• TASK INSTRUCTIONS
Please repeat the material below word for word, beginning at its first line and stopping after the line that contains "[175,106,187,168]".
**** MATERIALS PROVIDED
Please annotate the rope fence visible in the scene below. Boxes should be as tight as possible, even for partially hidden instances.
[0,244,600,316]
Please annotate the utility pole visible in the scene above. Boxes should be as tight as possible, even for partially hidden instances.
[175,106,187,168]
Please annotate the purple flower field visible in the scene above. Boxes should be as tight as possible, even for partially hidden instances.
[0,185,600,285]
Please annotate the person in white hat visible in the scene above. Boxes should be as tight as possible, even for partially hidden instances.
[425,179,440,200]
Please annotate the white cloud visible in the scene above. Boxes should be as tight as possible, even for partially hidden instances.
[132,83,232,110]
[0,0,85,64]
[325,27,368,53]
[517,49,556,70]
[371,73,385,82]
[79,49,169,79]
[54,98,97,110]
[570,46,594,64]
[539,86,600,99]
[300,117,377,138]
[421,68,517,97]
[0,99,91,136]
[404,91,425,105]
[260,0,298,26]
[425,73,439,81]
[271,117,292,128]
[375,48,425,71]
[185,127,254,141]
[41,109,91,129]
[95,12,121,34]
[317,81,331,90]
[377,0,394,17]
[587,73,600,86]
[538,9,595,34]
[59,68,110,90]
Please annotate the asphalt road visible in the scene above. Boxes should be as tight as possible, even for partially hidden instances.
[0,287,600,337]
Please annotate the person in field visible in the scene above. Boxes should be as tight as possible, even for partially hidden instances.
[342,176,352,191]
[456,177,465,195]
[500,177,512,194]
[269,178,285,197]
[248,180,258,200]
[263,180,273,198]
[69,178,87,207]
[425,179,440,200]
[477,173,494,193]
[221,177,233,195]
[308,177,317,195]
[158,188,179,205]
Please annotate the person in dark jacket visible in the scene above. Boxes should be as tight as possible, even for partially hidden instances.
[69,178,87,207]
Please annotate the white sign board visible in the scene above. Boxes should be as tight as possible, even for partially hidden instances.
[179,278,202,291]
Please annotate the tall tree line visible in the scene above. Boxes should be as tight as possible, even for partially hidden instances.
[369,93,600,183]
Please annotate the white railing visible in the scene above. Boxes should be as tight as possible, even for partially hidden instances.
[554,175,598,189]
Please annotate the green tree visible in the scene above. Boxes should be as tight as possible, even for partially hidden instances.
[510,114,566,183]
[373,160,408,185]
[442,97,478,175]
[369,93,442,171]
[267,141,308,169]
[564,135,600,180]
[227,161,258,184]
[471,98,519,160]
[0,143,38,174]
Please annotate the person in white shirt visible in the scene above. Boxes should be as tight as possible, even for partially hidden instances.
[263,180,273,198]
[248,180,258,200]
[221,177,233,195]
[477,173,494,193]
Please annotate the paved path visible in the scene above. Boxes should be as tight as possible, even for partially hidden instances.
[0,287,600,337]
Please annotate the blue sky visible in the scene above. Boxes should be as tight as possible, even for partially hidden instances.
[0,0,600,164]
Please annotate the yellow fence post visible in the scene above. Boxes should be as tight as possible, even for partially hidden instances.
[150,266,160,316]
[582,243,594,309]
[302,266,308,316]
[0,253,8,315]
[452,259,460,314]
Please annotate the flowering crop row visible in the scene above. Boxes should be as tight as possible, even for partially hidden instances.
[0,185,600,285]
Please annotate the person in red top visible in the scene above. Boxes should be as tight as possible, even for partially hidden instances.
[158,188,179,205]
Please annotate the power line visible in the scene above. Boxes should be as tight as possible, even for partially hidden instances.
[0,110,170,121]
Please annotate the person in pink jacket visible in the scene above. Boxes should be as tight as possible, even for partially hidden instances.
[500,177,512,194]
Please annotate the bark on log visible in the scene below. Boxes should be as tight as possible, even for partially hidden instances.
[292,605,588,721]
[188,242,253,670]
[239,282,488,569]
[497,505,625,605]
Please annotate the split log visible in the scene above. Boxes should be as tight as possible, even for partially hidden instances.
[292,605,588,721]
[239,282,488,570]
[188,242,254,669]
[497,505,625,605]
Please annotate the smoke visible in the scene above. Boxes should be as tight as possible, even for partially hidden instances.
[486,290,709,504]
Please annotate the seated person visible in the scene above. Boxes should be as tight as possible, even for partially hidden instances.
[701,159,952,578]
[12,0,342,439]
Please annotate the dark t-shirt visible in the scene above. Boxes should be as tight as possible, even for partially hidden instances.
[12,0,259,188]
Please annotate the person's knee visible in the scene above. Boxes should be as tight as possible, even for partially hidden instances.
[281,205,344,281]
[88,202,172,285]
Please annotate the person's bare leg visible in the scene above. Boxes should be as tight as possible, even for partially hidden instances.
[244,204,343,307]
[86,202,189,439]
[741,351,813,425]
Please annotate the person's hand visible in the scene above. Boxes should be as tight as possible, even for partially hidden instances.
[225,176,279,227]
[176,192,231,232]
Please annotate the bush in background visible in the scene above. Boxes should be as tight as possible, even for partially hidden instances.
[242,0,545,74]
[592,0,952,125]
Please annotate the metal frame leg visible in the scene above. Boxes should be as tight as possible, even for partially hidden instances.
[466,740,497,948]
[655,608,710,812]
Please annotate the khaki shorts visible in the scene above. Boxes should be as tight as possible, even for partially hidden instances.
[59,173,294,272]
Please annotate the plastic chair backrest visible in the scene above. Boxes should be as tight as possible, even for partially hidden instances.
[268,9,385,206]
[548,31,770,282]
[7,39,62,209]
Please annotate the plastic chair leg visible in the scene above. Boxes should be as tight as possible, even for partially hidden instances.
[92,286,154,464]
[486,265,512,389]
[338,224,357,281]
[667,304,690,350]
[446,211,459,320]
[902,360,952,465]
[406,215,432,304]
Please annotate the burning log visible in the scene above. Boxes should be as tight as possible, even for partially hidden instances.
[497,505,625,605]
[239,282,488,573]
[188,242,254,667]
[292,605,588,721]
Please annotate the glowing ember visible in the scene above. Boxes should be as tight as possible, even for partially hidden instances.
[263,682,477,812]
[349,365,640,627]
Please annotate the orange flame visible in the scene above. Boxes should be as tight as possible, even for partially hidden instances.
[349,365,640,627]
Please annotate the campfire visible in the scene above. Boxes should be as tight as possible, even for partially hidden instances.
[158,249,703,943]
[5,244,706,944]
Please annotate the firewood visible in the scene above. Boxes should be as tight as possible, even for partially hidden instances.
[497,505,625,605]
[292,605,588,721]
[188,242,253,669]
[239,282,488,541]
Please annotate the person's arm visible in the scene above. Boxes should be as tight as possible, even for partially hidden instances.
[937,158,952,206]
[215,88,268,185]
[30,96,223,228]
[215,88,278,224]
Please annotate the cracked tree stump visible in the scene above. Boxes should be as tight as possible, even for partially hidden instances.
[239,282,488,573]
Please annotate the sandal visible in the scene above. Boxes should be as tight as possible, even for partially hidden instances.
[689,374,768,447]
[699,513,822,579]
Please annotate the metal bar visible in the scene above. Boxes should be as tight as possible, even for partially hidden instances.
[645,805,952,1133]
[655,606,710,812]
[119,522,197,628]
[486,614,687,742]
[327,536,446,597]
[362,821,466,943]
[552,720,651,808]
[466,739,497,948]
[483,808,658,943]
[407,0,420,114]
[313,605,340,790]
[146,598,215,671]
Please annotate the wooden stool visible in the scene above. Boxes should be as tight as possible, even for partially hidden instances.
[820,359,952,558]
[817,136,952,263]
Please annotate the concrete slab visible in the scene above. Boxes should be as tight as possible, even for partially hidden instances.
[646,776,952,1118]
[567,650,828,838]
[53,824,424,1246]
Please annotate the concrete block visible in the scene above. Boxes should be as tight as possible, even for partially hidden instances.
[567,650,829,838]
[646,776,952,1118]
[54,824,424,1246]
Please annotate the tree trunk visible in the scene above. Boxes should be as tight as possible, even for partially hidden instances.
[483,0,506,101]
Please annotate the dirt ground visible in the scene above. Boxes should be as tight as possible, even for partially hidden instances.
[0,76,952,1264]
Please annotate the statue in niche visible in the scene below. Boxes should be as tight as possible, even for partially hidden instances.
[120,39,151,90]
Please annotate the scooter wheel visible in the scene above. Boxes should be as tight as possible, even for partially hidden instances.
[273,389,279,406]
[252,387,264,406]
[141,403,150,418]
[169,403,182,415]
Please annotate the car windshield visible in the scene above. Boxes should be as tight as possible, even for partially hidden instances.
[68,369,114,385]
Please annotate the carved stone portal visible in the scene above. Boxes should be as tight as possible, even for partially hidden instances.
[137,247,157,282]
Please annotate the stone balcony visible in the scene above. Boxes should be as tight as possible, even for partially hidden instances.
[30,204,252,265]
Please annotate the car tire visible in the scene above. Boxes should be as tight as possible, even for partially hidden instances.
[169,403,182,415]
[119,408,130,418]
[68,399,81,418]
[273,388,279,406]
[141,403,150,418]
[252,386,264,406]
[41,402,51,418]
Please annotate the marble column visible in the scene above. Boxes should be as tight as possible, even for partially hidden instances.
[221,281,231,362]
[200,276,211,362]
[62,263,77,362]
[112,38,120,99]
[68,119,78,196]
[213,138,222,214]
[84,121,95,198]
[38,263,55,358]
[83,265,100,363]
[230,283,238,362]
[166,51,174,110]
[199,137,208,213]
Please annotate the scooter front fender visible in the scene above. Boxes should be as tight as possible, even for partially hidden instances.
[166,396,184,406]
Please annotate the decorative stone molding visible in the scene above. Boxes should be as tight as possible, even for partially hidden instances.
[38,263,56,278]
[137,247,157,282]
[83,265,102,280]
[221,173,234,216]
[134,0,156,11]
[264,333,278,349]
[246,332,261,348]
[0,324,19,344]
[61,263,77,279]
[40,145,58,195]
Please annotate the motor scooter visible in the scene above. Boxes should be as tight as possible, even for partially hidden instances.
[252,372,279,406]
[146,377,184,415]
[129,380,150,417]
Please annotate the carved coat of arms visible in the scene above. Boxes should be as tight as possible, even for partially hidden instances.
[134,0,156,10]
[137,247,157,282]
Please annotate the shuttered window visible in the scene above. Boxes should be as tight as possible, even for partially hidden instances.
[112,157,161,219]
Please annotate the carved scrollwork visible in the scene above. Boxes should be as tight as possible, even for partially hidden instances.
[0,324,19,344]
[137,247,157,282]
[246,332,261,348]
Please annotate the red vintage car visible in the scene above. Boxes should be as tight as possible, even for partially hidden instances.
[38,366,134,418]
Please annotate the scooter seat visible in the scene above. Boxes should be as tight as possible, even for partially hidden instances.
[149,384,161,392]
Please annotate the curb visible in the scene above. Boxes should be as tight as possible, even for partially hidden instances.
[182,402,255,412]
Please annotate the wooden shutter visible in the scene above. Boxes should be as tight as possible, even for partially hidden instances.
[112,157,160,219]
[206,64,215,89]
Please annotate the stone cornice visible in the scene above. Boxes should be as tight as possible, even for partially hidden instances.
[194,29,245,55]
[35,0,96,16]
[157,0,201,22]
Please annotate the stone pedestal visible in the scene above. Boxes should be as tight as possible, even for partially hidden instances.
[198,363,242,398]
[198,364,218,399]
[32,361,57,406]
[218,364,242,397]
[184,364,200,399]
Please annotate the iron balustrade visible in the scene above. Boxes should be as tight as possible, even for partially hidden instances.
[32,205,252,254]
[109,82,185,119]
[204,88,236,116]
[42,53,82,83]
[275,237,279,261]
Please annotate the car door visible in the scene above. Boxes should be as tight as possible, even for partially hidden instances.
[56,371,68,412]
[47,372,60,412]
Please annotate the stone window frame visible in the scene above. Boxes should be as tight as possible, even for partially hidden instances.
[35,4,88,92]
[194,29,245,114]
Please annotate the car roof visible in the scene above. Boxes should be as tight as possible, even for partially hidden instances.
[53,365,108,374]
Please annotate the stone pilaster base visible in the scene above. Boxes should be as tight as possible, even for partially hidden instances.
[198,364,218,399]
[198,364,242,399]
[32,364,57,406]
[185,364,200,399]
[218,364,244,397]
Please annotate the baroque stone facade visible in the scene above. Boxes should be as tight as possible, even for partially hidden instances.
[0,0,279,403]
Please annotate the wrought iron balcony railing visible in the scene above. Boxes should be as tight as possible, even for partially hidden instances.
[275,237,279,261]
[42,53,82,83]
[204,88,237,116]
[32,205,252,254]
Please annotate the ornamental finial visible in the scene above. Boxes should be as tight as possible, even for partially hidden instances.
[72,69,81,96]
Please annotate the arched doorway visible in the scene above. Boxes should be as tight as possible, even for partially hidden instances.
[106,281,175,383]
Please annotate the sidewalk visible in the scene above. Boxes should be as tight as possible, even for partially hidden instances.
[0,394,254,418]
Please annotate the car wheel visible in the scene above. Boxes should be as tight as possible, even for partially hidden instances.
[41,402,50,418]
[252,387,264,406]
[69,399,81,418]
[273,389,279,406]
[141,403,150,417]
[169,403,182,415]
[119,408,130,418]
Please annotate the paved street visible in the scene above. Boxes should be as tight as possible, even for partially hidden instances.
********
• SOLUTION
Please annotate the rope fence visible in the scene below. Boxes should be as tight as possible, even for partially hidden instances.
[0,244,600,316]
Please annotate the utility pole visible in the scene above. Boxes should be as tight as possible, even for partially hidden instances.
[175,106,187,168]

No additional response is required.